Source information below:
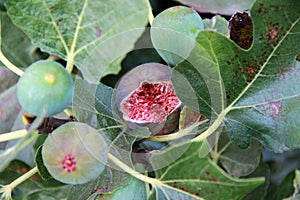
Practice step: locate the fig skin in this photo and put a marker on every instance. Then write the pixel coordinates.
(45, 87)
(174, 31)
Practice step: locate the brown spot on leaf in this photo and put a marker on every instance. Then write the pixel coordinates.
(241, 29)
(272, 34)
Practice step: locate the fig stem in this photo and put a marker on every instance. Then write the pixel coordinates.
(177, 135)
(70, 65)
(150, 14)
(8, 188)
(9, 65)
(132, 172)
(13, 135)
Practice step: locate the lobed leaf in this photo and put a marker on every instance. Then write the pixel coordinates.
(192, 177)
(255, 92)
(83, 32)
End of Source information.
--- What is being asked ---
The entries above should be written out in full, and any picture in them left out.

--- Task answer ---
Practice step: locate the fig skin in this photo and put a marker on every instance. Then write the pixel coordinates.
(45, 87)
(174, 31)
Practice step: locate the brown spot on leaf in this photo and put a marker on every instance. Then write the pixel coordinates.
(241, 29)
(272, 34)
Practice step: locate the fig stem in this photo and put a marker on every instance. Then write the pixel coordinates.
(177, 135)
(70, 65)
(150, 14)
(8, 188)
(9, 65)
(132, 172)
(13, 135)
Practice step: locate the lobed leaf in this photo and put a marker on every instance. Then write the pixel coordinates.
(192, 177)
(255, 92)
(83, 32)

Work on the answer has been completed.